EXERCISE TASK
Rewrite all of the material below, changing "top-left corner" to "upper-left corner" wherever it appears and keeping everything else the same. Leave the pictures out of your answer.

RECORD SET

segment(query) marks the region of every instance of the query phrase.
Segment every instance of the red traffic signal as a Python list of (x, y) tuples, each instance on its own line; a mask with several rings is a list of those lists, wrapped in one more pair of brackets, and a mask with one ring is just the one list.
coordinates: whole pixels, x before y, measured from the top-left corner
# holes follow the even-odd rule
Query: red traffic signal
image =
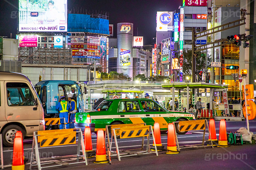
[(236, 39), (237, 40), (239, 40), (241, 38), (240, 34), (237, 34), (234, 35), (234, 38)]

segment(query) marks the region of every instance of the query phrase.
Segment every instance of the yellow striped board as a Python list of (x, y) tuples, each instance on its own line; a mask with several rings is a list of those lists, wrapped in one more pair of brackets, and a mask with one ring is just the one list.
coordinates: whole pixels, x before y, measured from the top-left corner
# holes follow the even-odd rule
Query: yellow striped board
[[(142, 123), (144, 123), (143, 122)], [(144, 126), (143, 124), (141, 123), (133, 123), (132, 124), (118, 124), (116, 125), (111, 125), (111, 131), (112, 131), (112, 129), (113, 129), (120, 128), (126, 128), (129, 127), (134, 127), (135, 126)], [(120, 135), (119, 132), (120, 130), (119, 129), (116, 129), (115, 131), (116, 131), (116, 135), (117, 136)]]
[(41, 147), (75, 144), (76, 132), (72, 129), (38, 131)]
[(60, 123), (60, 118), (45, 118), (45, 125), (59, 124)]
[(120, 138), (148, 136), (150, 128), (149, 125), (121, 128)]
[(180, 131), (181, 131), (188, 130), (204, 130), (205, 126), (205, 120), (181, 121), (179, 122)]

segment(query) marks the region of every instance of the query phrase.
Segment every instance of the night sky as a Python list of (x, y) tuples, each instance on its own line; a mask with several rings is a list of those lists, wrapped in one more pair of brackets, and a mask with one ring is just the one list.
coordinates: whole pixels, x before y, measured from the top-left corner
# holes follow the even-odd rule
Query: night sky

WRITTEN ANSWER
segment(query) marks the region of every instance of the query phrase.
Segment every instance of the red traffic signal as a Python list of (x, y) tuples, each instance on its own line; a mask with several rings is a list of those lists, wrapped in one more pair of brackets, and a mask with one ring is just the one list.
coordinates: whole pixels, x before y, measured from the upper-left corner
# holes follow the even-odd rule
Query: red traffic signal
image =
[(236, 39), (237, 40), (239, 40), (241, 38), (240, 34), (237, 34), (234, 35), (234, 38)]

segment(query) marks the region of every instance of the query phrase.
Segment every instance of the yellow striped board as a Python list of (x, y) tuples, each instance on its own line; a mask with several rings is a list of those lists, wrapped in one more pair of brackets, and a mask with one ring is just the one list.
coordinates: whole pixels, x before y, measured from the upper-left corner
# holes follow the even-odd rule
Query: yellow striped board
[[(142, 123), (144, 123), (143, 122)], [(144, 126), (143, 124), (141, 123), (133, 123), (132, 124), (118, 124), (116, 125), (111, 125), (111, 131), (112, 131), (112, 129), (113, 129), (120, 128), (126, 128), (129, 127), (134, 127), (135, 126)], [(120, 135), (119, 132), (120, 130), (119, 129), (116, 129), (115, 131), (116, 131), (116, 135), (117, 136)]]
[(41, 147), (75, 144), (76, 132), (72, 129), (38, 131)]
[(60, 123), (60, 118), (45, 118), (45, 125), (59, 124)]
[(120, 138), (148, 136), (150, 128), (149, 125), (121, 128)]
[(180, 131), (181, 131), (188, 130), (204, 130), (205, 126), (205, 120), (181, 121), (179, 122)]

segment(query) marks the region of every instance of the query phrase.
Segment every instance of the night sky as a Python list of (x, y) tuples, each instance on its own line; a mask with several rings is a list of those lists, wrapped in one more pair of brackets, and a mask with one ring is just the one list.
coordinates: whole pixels, x before y, measured from the upper-left corner
# holes follow the even-odd rule
Query: night sky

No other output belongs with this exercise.